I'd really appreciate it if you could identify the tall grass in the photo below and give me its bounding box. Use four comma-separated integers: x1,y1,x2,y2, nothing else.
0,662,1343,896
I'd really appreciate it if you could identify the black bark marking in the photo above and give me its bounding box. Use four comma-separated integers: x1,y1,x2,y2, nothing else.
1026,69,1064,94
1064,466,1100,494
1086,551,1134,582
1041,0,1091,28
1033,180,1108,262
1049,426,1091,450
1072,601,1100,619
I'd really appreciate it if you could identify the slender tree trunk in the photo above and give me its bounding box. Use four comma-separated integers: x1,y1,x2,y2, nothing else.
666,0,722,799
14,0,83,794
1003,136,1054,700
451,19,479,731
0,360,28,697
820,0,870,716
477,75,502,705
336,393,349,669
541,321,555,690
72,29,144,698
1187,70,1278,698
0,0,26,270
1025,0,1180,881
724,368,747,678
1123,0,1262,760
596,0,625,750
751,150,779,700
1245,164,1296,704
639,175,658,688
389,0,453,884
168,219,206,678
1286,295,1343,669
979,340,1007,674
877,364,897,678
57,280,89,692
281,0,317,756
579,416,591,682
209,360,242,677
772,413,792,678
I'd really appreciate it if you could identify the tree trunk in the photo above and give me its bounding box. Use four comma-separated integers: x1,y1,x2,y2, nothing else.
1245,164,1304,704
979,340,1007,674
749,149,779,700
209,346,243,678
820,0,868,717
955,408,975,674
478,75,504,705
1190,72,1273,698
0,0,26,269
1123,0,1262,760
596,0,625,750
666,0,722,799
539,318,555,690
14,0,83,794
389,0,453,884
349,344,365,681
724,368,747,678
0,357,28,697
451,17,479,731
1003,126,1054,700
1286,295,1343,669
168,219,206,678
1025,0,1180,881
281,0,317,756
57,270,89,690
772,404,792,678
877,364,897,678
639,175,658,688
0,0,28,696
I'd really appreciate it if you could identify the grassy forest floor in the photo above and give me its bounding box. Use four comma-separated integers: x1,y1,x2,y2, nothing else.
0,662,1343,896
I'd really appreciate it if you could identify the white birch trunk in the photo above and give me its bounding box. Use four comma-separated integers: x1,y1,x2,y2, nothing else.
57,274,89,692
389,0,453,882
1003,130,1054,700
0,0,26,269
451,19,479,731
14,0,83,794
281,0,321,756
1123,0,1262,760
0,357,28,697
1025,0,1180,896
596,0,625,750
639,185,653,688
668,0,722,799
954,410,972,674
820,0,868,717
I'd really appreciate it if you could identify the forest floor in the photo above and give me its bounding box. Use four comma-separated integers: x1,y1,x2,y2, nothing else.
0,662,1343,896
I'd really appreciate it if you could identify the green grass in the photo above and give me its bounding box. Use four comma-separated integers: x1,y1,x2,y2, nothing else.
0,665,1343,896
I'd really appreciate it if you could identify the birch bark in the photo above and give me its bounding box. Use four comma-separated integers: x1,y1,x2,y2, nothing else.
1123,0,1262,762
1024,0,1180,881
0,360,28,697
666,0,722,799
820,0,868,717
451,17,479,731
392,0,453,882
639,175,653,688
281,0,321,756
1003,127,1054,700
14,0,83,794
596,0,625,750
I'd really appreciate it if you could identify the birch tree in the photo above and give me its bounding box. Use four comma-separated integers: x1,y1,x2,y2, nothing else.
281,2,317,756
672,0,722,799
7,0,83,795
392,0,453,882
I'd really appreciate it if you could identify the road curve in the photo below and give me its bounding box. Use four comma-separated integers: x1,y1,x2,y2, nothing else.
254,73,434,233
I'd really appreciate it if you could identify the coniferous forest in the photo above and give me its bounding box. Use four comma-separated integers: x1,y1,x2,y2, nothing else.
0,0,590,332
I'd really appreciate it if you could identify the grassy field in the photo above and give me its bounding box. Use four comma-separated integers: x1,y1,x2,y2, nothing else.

○ ○ ○ ○ ○ ○ ○

CHALLENGE:
Reproduce the entries from the start through the line containing "1072,601,1100,619", inclusive, with every line given again, requests included, and 109 added to each bounding-box coordinate in the answers.

TASK SOLUTION:
I'd really appreciate it if you could identify the tall grass in the photo below and give me its bounding box. Use four comma-separated integers: x1,y1,x2,y2, nothing else.
109,771,1452,1005
I'd really appreciate it if you could identify the black bark marking in the photo above and give me its bounding box. Use four comma-separated integers: x1,y1,x2,y2, nothing else.
1135,178,1173,203
1173,575,1209,603
1195,660,1243,691
1150,109,1200,137
1142,289,1217,371
1158,535,1200,559
1181,710,1209,728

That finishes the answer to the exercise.